DATASET EXTRACT section start

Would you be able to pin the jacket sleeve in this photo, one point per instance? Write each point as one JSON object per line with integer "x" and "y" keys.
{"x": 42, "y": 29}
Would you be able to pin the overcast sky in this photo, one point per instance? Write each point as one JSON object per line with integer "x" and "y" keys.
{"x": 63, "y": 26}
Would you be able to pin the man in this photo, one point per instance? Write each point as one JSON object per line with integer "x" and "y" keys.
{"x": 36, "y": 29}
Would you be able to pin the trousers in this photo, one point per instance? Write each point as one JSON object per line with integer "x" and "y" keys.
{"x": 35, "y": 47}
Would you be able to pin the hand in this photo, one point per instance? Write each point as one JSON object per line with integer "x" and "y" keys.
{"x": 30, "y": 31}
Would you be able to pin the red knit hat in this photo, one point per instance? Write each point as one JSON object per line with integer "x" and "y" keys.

DATASET EXTRACT section end
DATASET EXTRACT section start

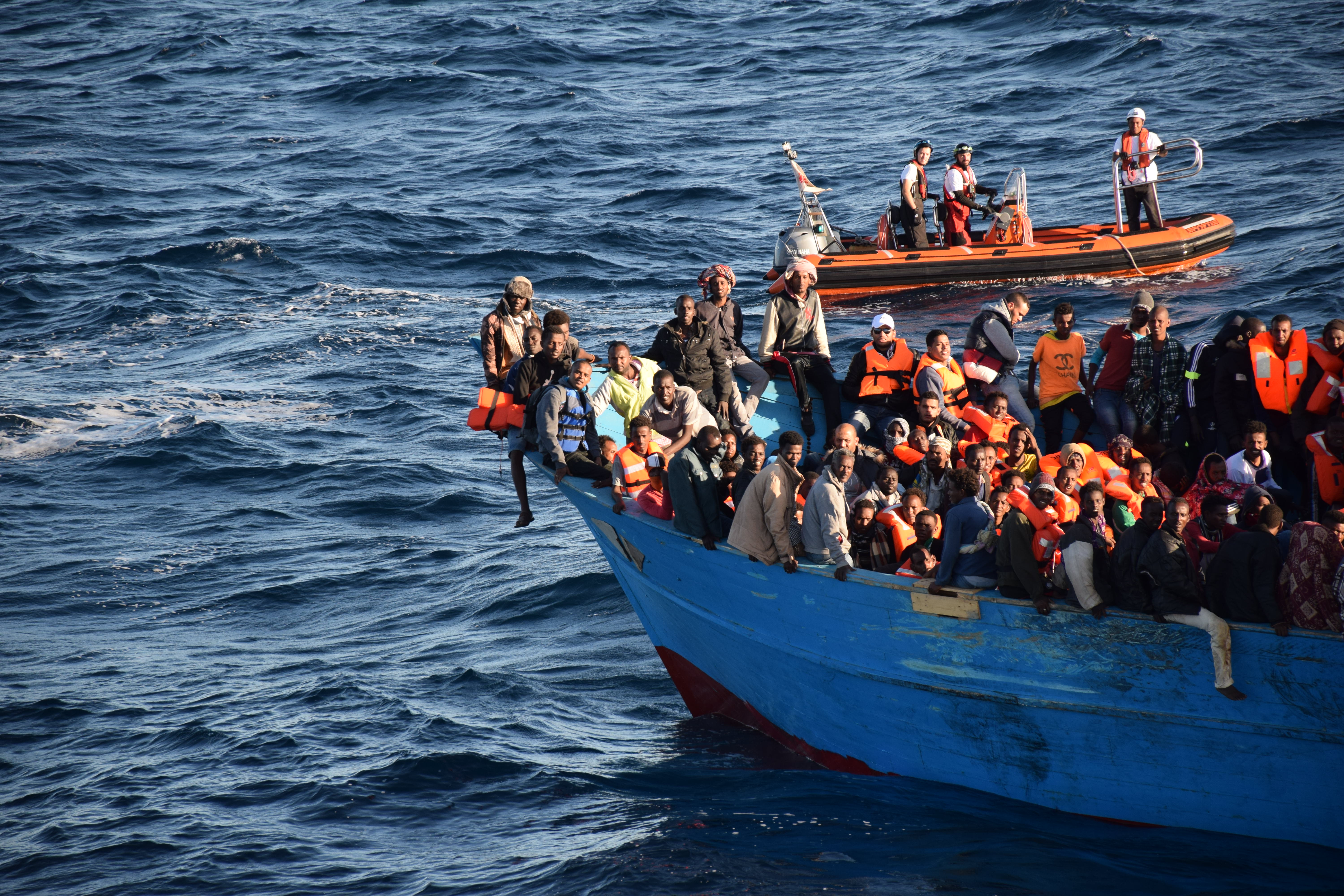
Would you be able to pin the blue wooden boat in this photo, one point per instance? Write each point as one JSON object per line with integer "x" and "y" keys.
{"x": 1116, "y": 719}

DATASET EXTRACT section end
DATASET EXTRACT section start

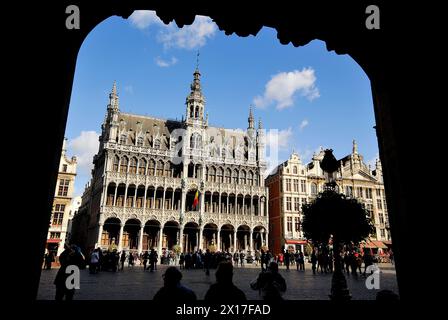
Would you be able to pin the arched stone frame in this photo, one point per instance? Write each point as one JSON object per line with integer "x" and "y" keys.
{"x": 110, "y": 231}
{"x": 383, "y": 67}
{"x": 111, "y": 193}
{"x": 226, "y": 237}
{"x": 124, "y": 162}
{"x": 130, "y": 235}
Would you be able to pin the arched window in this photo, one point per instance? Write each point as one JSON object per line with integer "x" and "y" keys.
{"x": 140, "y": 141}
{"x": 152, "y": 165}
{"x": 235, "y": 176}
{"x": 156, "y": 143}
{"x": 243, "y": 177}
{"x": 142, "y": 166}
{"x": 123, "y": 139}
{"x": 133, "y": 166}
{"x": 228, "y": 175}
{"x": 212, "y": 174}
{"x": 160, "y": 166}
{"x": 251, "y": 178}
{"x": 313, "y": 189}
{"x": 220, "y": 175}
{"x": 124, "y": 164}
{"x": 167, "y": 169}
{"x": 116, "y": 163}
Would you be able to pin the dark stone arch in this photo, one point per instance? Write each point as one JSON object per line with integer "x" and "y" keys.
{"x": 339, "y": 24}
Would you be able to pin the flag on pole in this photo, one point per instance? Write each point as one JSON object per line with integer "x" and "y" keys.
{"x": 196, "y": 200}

DATASET EXTRACT section end

> [PROBLEM REQUIREMENTS]:
Reproduce only the lines above, starting at the line with "Would you be able to pin the hand" and ending at the line with "Would you be able to pin the red", exactly as written.

> [RESULT FOR THIS EXERCISE]:
Would you be able to pin the hand in this photo, one point per instance? Write each point as one JSON object per line with integer "x" and "y" keys.
{"x": 30, "y": 31}
Would you be able to pin the red knit hat in this photo, one point per instance? Write each point as one JSON object per line with integer "x" and "y" keys.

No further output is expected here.